=== TEXT ===
Bruce is a retired Professor of Earth Sciences at the University of Leeds. In September 2020, he suffered a stroke. Five years on, he is now an active member of the West Yorkshire Integrated Stroke Delivery Network (ISDN) Life After Stroke (LAS) Co-production Group, which consists of stroke survivors, carers, voluntary and community organisation representatives, and NHS professionals, working together to improve experiences and outcomes for people following a stroke.
Bruce has documented his experience – from his initial stroke, his treatment, through to his recovery. In a series of blogs, we are sharing Bruce’s experience, with the hope that it inspires fellow stroke survivors on their journey to recovery.
Part four: the TRICEPS trial
To mark World Stroke Day (29 October), I thought it pertinent to bring awareness of an exciting development in stroke research.
Early this year, I chanced upon a BBC news item about a clinical trial called TRICEPS which is evaluating a new approach to help your arm benefit from exercising. The trial, based in the University of Sheffield, is testing an approach to improving the way the arm responds to doing exercises by sending electrical stimulus to a major nerve.
The principles behind it have been shown to work on patients who have had electrodes clinically implanted, but this is trying out an approach that is more user-friendly.
The trial was asking for participants whose arm had been affected by a stroke, and it seemed promising, so I contacted the team at Leeds Community Health for more information. A couple of weeks later, I was invited to meet them at St Mary's hospital, where more details were explained to me, and staff carried out a series of tests to establish how bad my right arm was. Fortunately, I met the criteria for the trial - not totally useless but with plenty of room for improvement - so I signed on the dotted line.
===
# PROBLEM:
Answer these questions from the stroke recovery blog above:
(a) In what month and year did Bruce have his stroke?
(b) Which university is the TRICEPS trial based at?
(c) At which hospital did Bruce meet the Leeds Community Health team?
=== DATASET CONTENT ===
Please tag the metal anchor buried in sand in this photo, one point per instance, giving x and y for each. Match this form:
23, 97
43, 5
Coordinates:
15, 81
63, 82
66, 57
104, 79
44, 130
===
# YOUR RESPONSE:
(a) September 2020
(b) The University of Sheffield
(c) St Mary's hospital